Exercise directions: Copy the rows below word for word, starting at the line that contains "Q: For each instance of the racing" and continuing through the last of the rows.

Excerpted records:
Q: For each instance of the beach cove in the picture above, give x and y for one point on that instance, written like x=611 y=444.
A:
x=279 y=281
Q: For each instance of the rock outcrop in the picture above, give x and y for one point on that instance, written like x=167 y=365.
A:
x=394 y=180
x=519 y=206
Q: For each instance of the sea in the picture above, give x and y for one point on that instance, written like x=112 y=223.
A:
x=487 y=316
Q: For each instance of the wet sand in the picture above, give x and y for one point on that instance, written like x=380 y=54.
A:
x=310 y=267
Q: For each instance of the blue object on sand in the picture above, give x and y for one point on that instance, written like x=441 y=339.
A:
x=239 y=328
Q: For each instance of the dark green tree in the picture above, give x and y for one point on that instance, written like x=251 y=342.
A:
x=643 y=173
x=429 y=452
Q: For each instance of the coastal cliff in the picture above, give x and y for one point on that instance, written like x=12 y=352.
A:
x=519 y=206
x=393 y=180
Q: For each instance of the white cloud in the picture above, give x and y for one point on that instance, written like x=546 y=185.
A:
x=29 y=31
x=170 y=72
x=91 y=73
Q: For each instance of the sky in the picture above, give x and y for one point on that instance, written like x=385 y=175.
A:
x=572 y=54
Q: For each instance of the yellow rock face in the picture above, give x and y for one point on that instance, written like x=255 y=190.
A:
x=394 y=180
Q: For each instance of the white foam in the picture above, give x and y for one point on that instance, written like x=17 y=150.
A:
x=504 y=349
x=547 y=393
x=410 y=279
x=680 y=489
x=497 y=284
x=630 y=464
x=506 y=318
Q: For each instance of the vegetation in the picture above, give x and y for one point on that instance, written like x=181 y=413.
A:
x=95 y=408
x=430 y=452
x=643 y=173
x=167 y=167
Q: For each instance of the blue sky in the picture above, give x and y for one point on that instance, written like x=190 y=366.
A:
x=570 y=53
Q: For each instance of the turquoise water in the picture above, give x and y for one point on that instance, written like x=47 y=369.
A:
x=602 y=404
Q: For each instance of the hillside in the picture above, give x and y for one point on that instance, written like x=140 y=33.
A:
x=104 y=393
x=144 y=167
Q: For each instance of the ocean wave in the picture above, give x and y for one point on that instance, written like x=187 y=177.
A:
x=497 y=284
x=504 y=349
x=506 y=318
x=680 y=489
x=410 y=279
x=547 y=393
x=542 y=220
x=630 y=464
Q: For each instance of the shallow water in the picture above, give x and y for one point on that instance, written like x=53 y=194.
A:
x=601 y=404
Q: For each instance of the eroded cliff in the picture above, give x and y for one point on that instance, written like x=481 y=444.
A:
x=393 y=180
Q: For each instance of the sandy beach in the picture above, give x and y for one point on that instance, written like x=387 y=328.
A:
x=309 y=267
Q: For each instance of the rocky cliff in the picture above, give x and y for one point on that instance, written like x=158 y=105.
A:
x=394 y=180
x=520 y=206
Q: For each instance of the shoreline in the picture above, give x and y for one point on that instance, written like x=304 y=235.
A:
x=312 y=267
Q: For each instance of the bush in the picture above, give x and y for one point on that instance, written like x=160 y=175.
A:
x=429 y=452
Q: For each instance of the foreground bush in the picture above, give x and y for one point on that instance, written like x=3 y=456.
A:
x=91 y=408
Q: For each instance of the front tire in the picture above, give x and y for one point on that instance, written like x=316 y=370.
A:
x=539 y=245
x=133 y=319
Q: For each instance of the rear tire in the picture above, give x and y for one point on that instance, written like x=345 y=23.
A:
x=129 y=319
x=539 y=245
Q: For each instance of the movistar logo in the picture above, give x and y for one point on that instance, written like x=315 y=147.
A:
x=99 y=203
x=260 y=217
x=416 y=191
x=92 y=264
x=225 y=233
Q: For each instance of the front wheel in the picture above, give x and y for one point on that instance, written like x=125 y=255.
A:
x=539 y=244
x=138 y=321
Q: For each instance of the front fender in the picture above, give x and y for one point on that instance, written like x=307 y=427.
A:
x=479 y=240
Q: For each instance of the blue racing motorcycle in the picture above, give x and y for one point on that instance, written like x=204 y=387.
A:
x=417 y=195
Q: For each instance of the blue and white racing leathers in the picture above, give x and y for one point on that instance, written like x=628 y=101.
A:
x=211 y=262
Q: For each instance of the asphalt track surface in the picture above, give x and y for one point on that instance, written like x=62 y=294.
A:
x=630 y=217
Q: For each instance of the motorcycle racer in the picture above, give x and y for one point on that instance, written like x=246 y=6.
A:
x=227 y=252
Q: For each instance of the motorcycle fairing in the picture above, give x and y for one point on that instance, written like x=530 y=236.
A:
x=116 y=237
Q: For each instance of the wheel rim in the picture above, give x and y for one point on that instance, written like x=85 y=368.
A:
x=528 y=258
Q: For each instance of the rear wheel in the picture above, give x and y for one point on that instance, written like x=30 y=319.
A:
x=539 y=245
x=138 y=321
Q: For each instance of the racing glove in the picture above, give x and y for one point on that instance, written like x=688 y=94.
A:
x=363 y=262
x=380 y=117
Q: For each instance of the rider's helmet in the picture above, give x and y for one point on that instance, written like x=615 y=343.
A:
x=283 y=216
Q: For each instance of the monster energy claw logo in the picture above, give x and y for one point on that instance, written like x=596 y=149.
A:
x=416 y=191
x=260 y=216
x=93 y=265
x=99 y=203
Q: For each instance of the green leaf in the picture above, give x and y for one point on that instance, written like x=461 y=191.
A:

Finished answer:
Q: For each instance of the racing glove in the picture above, give x and y for one point on that instance, written like x=688 y=94.
A:
x=363 y=262
x=380 y=117
Q: For each instance of the rider's helmet in the picture above, give x and y for one point on that instance, written like x=615 y=343.
A:
x=283 y=216
Q: For each instance of the monster energy claw logo in the picture above, give x and y for one point on that instance, written like x=596 y=149.
A:
x=416 y=191
x=260 y=216
x=93 y=265
x=99 y=203
Q: For each instance of the green leaf in the picture above, give x and y for one point on that instance, written like x=461 y=191.
A:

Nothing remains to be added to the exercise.